[WHAT TO DO]
Count the lines in the records below that contain the word "lettuce", treating uppercase and lowercase as different. Reply with the number alone.

[EXERCISE DATA]

□ □ □ □ □ □ □

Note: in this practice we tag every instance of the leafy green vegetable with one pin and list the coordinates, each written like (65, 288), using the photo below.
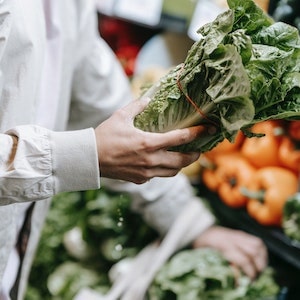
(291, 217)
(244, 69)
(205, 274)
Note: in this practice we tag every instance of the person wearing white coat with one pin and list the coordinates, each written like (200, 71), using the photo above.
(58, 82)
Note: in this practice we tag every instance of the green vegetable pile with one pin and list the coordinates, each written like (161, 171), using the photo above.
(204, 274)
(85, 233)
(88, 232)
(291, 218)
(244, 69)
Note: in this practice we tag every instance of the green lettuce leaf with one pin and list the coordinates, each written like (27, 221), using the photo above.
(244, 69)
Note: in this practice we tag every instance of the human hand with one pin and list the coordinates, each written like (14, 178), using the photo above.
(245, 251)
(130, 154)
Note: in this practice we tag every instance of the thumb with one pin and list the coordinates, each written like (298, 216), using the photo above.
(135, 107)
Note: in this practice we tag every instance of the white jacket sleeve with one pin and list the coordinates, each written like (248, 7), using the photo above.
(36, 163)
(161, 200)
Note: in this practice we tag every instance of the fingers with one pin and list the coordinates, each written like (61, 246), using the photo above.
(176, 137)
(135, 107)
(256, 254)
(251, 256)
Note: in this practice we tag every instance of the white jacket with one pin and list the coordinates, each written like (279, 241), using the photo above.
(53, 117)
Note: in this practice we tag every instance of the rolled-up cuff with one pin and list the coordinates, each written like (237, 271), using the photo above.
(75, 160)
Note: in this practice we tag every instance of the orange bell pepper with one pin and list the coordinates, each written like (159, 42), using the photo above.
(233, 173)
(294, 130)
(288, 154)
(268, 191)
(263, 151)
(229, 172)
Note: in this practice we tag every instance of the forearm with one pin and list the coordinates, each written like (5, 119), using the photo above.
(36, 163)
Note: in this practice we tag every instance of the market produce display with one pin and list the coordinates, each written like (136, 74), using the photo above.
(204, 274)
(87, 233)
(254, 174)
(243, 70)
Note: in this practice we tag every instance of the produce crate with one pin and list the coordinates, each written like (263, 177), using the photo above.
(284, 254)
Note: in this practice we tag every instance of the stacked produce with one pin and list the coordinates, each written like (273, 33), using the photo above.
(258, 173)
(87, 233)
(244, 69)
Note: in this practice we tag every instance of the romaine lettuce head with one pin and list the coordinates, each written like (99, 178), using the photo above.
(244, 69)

□ □ □ □ □ □ □

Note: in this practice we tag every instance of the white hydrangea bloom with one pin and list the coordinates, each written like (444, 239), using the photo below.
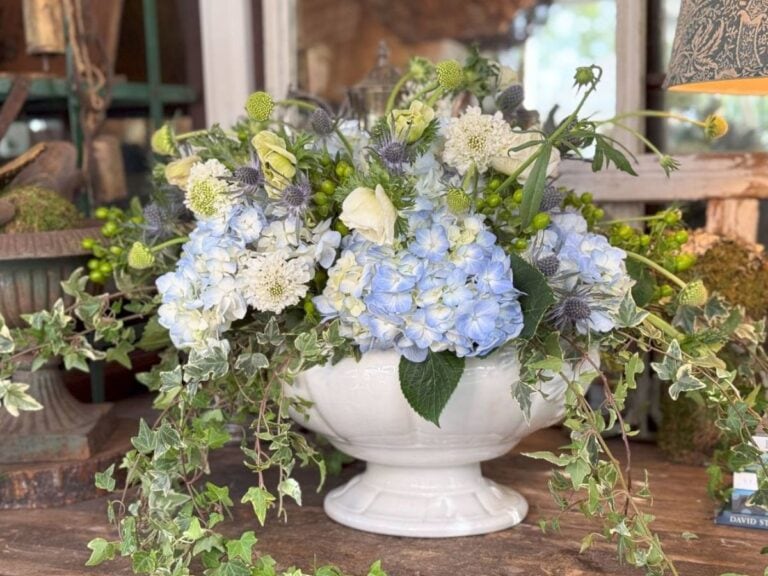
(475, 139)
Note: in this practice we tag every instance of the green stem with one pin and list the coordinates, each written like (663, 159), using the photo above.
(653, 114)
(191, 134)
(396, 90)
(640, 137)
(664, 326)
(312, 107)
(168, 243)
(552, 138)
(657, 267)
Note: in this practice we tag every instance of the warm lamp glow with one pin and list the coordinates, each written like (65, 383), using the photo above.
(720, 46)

□ □ □ □ □ □ □

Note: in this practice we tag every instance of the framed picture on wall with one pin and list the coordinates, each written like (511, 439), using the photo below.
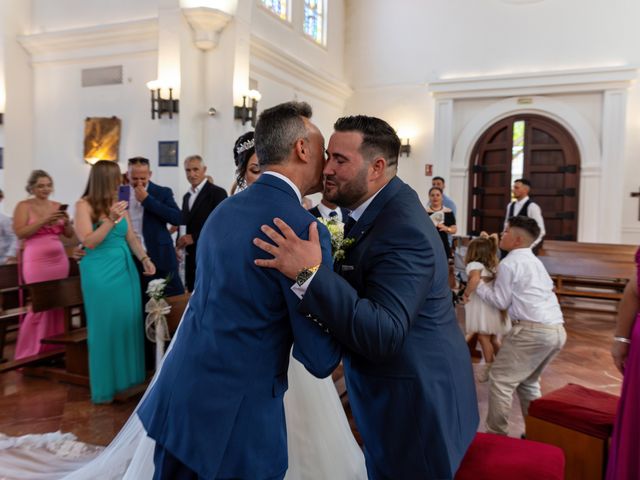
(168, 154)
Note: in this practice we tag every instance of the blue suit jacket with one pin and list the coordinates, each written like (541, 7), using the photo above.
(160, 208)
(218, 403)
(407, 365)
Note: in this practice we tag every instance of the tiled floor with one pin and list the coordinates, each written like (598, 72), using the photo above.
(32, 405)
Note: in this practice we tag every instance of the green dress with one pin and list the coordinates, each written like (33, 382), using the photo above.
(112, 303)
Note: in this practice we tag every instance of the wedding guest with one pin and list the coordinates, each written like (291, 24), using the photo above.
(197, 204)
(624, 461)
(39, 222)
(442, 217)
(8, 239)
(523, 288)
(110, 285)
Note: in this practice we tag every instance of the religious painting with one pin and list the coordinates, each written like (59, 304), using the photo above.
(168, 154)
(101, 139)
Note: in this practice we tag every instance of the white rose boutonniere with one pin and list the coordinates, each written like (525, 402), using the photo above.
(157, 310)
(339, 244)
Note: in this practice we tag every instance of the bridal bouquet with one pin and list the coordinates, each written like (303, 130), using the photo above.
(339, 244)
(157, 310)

□ □ □ □ □ □ □

[EXERCISE RESULT]
2